▸ OBJETIVO:
Responda a estas perguntas sobre o excerto relativo ao acesso à categoria de embaixador:
(a) Que estatuto é referido como o atual?
(b) Quem dispõe de total liberdade de escolha para promover?
(c) De entre que funcionários se faz a promoção?

BB.) Em face do que antecede, verifica-se que, de acordo com a evolução do regime jurídico de acesso à categoria de embaixador, é manifesto que, no actual Estatuto da Carreira Diplomática, o legislador dispensou intencionalmente a fixação prévia dos critérios de avaliação a ponderar na apreciação das qualidades dos funcionários e dos serviços prestados, o que demonstra que o Ministro dos Negócios Estrangeiros dispõe de total liberdade de escolha para promover de entre os Ministros Plenipotenciários com o tempo de serviço previsto na lei, pois a lei não fixa quaisquer critérios de avaliação para a promoção. Se a lei não fixa quaisquer critérios, então, necessário é concluir que a liberdade de escolha é total, desde que cumpridos, como foram, os aspectos vinculados da norma.

▸ DADOS:
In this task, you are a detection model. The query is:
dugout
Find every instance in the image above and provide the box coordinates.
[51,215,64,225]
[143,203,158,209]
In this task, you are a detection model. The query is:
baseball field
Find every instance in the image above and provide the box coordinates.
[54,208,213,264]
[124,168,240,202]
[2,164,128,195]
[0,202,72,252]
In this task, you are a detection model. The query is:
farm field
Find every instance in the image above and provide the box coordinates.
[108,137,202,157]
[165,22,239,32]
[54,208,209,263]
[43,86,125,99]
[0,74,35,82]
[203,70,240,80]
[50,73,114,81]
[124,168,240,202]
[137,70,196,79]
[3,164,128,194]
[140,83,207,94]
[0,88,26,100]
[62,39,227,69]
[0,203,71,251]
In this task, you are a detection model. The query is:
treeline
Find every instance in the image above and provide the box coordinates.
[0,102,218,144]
...
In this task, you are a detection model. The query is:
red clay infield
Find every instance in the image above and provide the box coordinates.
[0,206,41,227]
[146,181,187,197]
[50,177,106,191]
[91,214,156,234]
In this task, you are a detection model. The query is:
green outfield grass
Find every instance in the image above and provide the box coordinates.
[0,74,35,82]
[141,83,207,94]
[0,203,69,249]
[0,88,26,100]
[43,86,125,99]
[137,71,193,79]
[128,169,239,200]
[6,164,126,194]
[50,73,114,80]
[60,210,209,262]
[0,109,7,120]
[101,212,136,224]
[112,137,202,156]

▸ RESPOSTA:
(a) O Estatuto da Carreira Diplomática.
(b) O Ministro dos Negócios Estrangeiros.
(c) De entre os Ministros Plenipotenciários com o tempo de serviço previsto na lei.